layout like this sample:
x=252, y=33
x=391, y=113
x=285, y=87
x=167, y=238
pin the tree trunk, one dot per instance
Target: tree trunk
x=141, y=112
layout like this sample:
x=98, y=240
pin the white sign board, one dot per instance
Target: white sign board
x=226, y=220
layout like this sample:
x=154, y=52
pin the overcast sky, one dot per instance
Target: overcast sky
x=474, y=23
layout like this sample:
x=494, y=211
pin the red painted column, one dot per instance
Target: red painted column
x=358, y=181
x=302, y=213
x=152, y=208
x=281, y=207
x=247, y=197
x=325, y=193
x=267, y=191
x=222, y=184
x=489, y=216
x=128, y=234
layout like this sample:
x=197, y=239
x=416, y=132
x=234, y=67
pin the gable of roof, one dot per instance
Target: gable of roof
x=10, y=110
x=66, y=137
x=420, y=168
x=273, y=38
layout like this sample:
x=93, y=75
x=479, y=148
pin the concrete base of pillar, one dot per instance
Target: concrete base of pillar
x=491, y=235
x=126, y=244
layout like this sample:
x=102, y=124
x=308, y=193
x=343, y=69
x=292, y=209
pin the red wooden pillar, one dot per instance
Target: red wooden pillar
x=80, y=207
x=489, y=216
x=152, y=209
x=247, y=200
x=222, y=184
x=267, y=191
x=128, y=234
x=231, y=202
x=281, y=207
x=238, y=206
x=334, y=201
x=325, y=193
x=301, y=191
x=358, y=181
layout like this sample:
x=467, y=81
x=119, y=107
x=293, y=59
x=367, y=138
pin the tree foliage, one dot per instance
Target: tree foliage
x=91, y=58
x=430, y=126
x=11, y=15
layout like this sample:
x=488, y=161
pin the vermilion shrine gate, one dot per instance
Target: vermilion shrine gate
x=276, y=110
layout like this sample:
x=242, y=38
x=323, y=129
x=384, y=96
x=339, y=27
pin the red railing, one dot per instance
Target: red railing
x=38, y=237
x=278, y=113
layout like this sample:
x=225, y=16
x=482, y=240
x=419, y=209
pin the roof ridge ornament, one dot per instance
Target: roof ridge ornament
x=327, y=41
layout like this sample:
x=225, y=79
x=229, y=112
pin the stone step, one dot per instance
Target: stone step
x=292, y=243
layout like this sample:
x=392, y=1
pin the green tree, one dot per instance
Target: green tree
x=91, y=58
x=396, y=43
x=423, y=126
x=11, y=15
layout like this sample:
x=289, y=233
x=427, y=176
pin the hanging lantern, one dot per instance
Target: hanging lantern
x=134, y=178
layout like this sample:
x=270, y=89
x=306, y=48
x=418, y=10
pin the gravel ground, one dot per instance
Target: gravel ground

INSTRUCTIONS FOR THE TASK: Exact copies of all the records are required.

ANSWER SECTION:
layout like this sample:
x=252, y=33
x=391, y=113
x=285, y=87
x=167, y=238
pin the tree trunk, one dot per instance
Target: tree trunk
x=141, y=112
layout like this sample:
x=98, y=240
pin the white sign board, one dot per instance
Target: white sign board
x=226, y=220
layout like this sample:
x=154, y=52
pin the overcast sky, one dot per instance
Target: overcast sky
x=474, y=23
layout like this sample:
x=494, y=211
pin the red painted column, one dot per instance
Target: red painted column
x=358, y=181
x=302, y=213
x=152, y=208
x=281, y=207
x=247, y=197
x=325, y=193
x=267, y=191
x=222, y=184
x=489, y=216
x=128, y=234
layout like this sample:
x=197, y=239
x=416, y=132
x=234, y=67
pin the gable of roof, one dot per instance
Target: gable of roof
x=10, y=110
x=66, y=137
x=420, y=168
x=273, y=38
layout like this sample:
x=93, y=75
x=479, y=148
pin the concrete base of pillar, one dot per instance
Target: concrete base of pillar
x=491, y=235
x=126, y=244
layout like this sample:
x=102, y=124
x=308, y=193
x=343, y=69
x=292, y=209
pin the red wooden pillar, one dot per instance
Target: red wooden pillar
x=80, y=207
x=489, y=216
x=152, y=209
x=247, y=200
x=222, y=184
x=267, y=191
x=128, y=234
x=231, y=202
x=281, y=207
x=238, y=206
x=334, y=201
x=325, y=193
x=301, y=191
x=358, y=181
layout like this sample:
x=467, y=81
x=119, y=107
x=293, y=59
x=367, y=138
pin the tree foliage, one dot per instance
Target: tree foliage
x=91, y=58
x=430, y=126
x=11, y=15
layout like this sample:
x=488, y=161
pin the vermilion shrine gate, one dot per instance
Target: vermilion shrine gate
x=276, y=110
layout like this sample:
x=242, y=38
x=323, y=129
x=384, y=96
x=339, y=27
pin the red railing, one dot per instance
Target: red railing
x=38, y=237
x=278, y=113
layout like this sample:
x=225, y=16
x=482, y=240
x=419, y=209
pin the roof ridge ornament, one dot per instance
Target: roof ridge ornament
x=327, y=41
layout like this sample:
x=225, y=79
x=229, y=112
pin the stone step, one dot per instance
Target: stone step
x=292, y=243
layout like this sample:
x=392, y=1
pin the green tree, one dot per instance
Target: green tree
x=91, y=58
x=396, y=43
x=423, y=126
x=11, y=15
layout like this sample:
x=289, y=233
x=427, y=176
pin the hanging lantern, one dot per instance
Target: hanging lantern
x=134, y=178
layout like this sample:
x=270, y=89
x=306, y=48
x=418, y=10
pin the gravel ground, one dot per instance
Target: gravel ground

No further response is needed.